What this task involves -
Please revise the records below so that every "on a single line" becomes "on one line", and leave everything else unchanged.

Task input -
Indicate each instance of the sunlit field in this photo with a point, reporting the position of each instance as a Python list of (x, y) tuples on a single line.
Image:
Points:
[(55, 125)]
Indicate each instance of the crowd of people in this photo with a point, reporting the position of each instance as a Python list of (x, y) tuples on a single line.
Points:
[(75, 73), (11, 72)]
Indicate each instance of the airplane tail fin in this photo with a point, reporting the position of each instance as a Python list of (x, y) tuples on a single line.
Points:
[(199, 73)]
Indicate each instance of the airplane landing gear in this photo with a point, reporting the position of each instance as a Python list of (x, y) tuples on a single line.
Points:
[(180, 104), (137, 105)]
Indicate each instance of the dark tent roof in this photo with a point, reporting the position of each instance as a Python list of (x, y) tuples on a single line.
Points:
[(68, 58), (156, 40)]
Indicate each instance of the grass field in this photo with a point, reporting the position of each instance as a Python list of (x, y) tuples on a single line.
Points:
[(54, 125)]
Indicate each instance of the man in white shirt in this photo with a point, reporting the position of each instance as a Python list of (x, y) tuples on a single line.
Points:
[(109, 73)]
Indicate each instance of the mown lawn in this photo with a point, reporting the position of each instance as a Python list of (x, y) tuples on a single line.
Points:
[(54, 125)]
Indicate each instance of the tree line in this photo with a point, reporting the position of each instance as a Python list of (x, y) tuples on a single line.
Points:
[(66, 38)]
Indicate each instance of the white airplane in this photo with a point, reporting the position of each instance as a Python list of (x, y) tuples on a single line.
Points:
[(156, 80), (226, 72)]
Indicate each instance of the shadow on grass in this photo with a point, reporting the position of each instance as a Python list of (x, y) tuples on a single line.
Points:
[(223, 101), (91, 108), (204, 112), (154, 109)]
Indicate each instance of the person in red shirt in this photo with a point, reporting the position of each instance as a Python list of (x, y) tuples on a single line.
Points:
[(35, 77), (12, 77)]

Problem solution -
Indicate each instance of the sunlit field in this photo with a point, reporting the position of each instance as a Python list of (x, y) tuples on one line.
Image:
Points:
[(55, 125)]
Indicate each instance of the crowd of people in this photo with a point, reporting the position of each instance as a Python list of (x, y) tuples on one line.
Points:
[(75, 73), (11, 72)]
Indicate each instance of the airplane tail fin in this photo with a point, reporting the position of each instance as a Python list of (x, y) tuples on one line.
Points:
[(199, 73)]
Indicate each instance of the airplane landing gear in this photo with a point, reporting the position of each instance as a Python list of (x, y) tuples on one line.
Points:
[(180, 104), (137, 105)]
Indicate each instance of the dark tent roof in this photo with a point, reporting the position of each instance as a Python list of (x, y) tuples on one line.
Points:
[(68, 58), (156, 40)]
Indicate each instance of the grass field in this photo with a point, reporting the position of each instance as a Python list of (x, y) tuples on one line.
Points:
[(54, 125)]
Indicate each instance of the man in white shirt in this photo with a point, reporting the position of each instance as a Python list of (x, y) tuples on one line.
Points:
[(109, 73)]
Indicate each instance of the mown lawn in this photo with a point, reporting the position of each instance as a Python list of (x, y) tuples on one line.
Points:
[(54, 125)]
Indicate each instance of the tree line in this photo with a point, reporting the position of each instance as a Python list of (x, y) tuples on one line.
Points:
[(66, 38)]
Indicate each instance of the white airplane in this photo with a point, reporting the position of each instance as a Python list of (x, y) tuples on one line.
Points:
[(156, 80), (226, 72)]
Indicate each instance of the shadow on grass in this photo with a point, reporting the position of each instance as a Python list of (x, y) tuples on one line.
Points:
[(223, 101), (91, 108), (204, 112), (154, 109)]
Indicate each instance of the person in red shirt in this photo with a point, reporting the position of each instance as a Python list of (x, y) tuples on one line.
Points:
[(35, 77), (12, 77)]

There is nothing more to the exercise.